_Problem_:
Copy all of the following rows word for word.
-- start Records to process --
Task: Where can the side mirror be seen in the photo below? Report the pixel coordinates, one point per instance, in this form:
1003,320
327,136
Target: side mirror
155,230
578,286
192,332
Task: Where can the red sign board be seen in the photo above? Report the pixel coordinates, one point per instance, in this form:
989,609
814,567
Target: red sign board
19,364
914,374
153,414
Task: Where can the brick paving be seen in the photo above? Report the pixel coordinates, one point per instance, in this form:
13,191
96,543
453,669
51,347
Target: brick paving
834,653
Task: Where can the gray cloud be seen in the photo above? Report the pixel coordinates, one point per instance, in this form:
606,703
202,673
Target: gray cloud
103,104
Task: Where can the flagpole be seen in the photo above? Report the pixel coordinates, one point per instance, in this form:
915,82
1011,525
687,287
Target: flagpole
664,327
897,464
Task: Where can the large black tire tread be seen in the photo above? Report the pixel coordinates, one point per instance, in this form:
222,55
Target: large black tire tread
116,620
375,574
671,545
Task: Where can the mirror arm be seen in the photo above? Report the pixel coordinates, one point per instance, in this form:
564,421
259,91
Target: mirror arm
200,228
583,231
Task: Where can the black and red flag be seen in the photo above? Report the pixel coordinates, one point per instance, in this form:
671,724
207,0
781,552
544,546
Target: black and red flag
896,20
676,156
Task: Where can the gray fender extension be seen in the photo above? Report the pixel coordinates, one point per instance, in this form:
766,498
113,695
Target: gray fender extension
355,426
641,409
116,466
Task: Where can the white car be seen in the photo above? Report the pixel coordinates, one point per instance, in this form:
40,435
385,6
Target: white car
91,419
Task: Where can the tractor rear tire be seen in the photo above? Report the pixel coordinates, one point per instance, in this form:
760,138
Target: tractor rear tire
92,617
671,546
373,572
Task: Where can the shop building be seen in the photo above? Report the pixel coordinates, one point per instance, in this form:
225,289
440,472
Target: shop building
-- end Records to process --
_In response_:
Task: Where can the side mirror be seen in the photo below? Report the pixel coordinates, one point per instance, in this form:
1003,320
327,136
Target: side mirror
155,230
578,286
192,332
Task: Where can the red sign board be seen in the photo above? Report the pixel coordinates, one point per instance, in this form:
989,609
814,567
Target: red sign board
19,364
914,374
153,414
Task: Where can the brick paving be seen in the photo above? Report the pixel coordinates, one point per instance, in this form:
13,191
96,543
453,669
51,347
Target: brick paving
834,653
Task: Where can the gray cloud be seen in the photo above? Report the pixel coordinates, one point per instance, in this form:
606,703
202,673
Target: gray cloud
103,104
Task: Where can the flagpole be seen in the photo above? Report the pixel coordinates, one point per instance, in this form:
915,82
1011,525
687,287
Target: flagpole
664,327
897,464
Task: Where can the large black tire tread be seen in the photo above? Report the pixel coordinates, one point per instance, in this form:
222,55
Target: large black tire tread
116,620
375,574
671,545
Task: Where can the mirror arm be seen in the photo above? Report the pixel coordinates, one point per instance, in this form:
564,421
259,91
Target: mirror arm
200,228
583,231
Task: Where can the black and red flag be seen in the photo above? Report the pixel coordinates, one point per instance, in this form:
671,724
207,0
781,552
544,546
Target: black and red flag
896,20
676,156
Task: Where can the gray fender extension be seen in the photo above? Report the pixel coordinates, one point per instance, in this form:
766,498
113,695
Target: gray fender extension
355,426
641,409
116,466
Task: Where can the white car be seen in the photo above? Report the pixel coordinates, one point per instance, in this form:
40,435
385,6
Target: white car
91,419
Task: Where can the tractor rear tire be seen in the photo above? Report the pixel coordinates, one point per instance, in this form:
760,138
Target: tractor rear tire
92,617
671,546
373,572
Task: Where can the shop building be seen in the photo above? Report the pixel coordinates, one point per instance, in this form:
225,289
440,472
Target: shop building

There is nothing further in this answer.